* What the exercise asks:
Retype the data exactly, skipping any picture in it.

[Point localization data]
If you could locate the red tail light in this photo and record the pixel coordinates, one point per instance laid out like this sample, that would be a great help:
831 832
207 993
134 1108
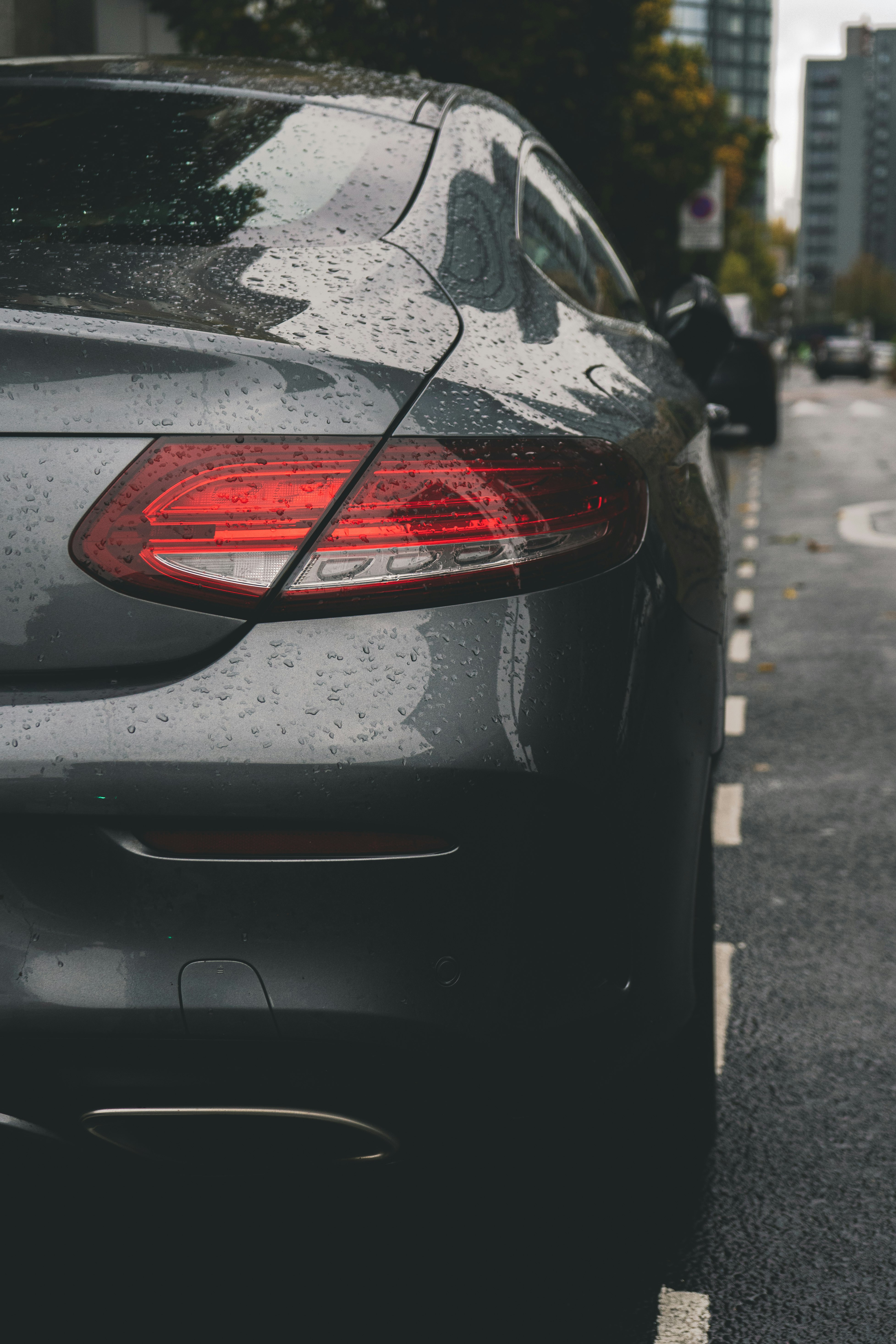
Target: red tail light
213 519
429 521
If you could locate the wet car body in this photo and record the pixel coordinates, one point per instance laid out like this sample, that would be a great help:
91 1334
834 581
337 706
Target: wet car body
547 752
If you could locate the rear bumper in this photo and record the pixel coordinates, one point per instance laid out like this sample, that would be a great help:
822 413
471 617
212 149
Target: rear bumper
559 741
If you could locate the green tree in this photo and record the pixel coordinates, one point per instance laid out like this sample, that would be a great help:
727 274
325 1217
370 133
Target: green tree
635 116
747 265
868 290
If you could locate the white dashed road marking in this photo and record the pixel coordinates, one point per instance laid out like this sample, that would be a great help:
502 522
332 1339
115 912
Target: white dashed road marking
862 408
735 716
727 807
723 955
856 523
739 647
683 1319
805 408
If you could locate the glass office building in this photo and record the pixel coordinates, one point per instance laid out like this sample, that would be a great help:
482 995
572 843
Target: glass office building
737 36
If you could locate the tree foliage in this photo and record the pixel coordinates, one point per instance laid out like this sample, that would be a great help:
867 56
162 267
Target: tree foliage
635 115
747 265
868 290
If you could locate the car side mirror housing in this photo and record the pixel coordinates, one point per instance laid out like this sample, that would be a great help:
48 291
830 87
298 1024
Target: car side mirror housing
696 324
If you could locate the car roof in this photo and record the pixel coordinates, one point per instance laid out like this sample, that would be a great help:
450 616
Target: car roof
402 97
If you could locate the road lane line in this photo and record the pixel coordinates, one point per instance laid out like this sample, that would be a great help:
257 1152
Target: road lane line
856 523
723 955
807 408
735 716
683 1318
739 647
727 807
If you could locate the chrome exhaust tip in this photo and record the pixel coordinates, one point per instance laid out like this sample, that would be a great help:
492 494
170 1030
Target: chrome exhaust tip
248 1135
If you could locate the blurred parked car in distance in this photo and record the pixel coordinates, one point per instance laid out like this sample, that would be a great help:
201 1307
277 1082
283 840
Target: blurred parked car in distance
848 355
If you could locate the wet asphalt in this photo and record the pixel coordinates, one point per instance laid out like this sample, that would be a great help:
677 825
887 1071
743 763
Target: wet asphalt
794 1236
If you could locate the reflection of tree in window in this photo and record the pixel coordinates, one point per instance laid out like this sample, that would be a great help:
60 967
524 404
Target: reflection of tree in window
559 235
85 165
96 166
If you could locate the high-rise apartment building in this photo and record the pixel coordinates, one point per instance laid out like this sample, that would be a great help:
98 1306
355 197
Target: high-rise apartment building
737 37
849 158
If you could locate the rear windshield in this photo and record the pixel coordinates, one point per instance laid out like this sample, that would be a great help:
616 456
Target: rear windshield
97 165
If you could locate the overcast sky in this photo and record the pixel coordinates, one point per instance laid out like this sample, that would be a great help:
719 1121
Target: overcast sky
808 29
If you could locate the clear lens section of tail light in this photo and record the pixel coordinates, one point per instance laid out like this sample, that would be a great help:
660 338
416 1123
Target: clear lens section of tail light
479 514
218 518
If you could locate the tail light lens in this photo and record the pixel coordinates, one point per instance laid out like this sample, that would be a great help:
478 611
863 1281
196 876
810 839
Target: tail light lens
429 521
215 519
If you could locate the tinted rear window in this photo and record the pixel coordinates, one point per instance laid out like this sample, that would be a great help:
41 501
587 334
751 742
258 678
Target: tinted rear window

* Solved problem:
If you could locate the red tail light in this photo and record the pixel coordinates, one point per instance laid out like this sample, that would be a great help:
831 832
207 993
134 1108
Target: red tail light
213 519
429 521
If you could locate the wet car body in this photo and record the pixel coordinates, one point per instance laid out like this sample, that would be a great help:
91 1334
834 581
337 706
Target: wet car body
547 752
If you could locate the rear bumper in this photo and record the pixel coordinates, one point per instance laid out like this sample, that would be a great help:
822 413
471 617
212 149
Target: rear bumper
559 741
If you could locate the green tree in this photo and record the pixel coordinates, one point per instance laid out like this sample, that would be a great help:
727 274
325 1217
370 133
Target: green tree
635 116
747 265
868 290
If you could locate the white dashed road marking in this photo and record the pixel coordinates, one point per instance laid out like this sample, that would be a great help:
502 522
332 1339
115 912
Target: white dashed road marking
862 408
735 716
727 807
723 955
856 523
739 647
683 1319
805 408
If you could locate the glass office building in this photo and record the pixel coordinates, one point per instance laid out like this sample, that would be a great help:
482 995
572 843
Target: glass office building
737 36
If you could locate the tree foliage in this photo and record the pixel coordinates, one point per instance laid out like this sample, that would be a great help:
867 56
162 267
Target: tree foliage
635 115
747 265
868 290
If you could locate the car side mirror housing in this photo and record the pixel coordinates, one point per instance laid out like this sample, that would be a great help:
48 291
830 87
298 1024
Target: car side mirror housing
696 324
If you could locate the car roof in this photo and record the pixel coordinates, one point per instance laid out like this sample, that would be a great help:
450 616
Target: car roof
402 97
If you could locate the road lane line in this photo and record the pixel coordinates, one point per instance laid out like this sample, that would be a great help:
257 1152
Target: road lane line
856 523
723 955
807 408
735 716
683 1318
739 647
727 807
If you could locate the chrome exhaust tip in this photo and record the pixel coordinates, one point per instance laid out like this sample, that would be a great help:
492 494
170 1030
Target: chrome exhaust tip
248 1135
If you could locate the blurred parked car in distance in this photo and record the pixel coordinates, one point per instance laid out like this sample, that would be a great help:
201 1307
277 1082
283 840
Target: blurred parked car in distance
848 355
If you could locate the wet asphalt in this photo and record the pixel coordinates, one point per instance laid out like this sample, that would be a great help:
677 825
887 1071
743 763
Target: wet asphalt
794 1236
If you could locate the reflection of tree in window in this photo and record the pixel coordinates, one point per instance laid out like this sample, that would be a great help:
60 967
524 404
Target: reflection of tree in window
559 235
85 165
96 166
If you could locate the high-rise apartment building in this photo and record the pixel coordinates, one point per instance laid out like this sample, that would be a great help:
98 1306
355 197
Target: high-rise apartment building
737 37
849 158
If you could locate the rear windshield in this photo and record the pixel coordinates, one point per instance laid out like this sample, that would be a great help:
616 456
Target: rear windshield
97 165
If you could locate the overcast sky in this photo and record the pixel coordinates, one point per instance laid out like this sample, that would be a great help:
719 1121
Target: overcast sky
808 29
If you could locate the clear lens section of tail light in this photo and record the pixel coordinates, one point per instance laid out like this sample, that would be a great help:
660 338
416 1123
Target: clear lens section of tail light
479 514
218 518
If you could locate the tail light lens in this photo and record the pixel coordinates, one point per instance laid out like this sample, that would be a great help:
478 611
863 1281
196 876
810 839
Target: tail light lens
429 521
215 519
If you could locate the tinted rear window in this photo and record the pixel coordinates, one point per instance laid out like this sample, that would be a great help:
41 501
587 334
751 742
258 678
Target: tinted rear window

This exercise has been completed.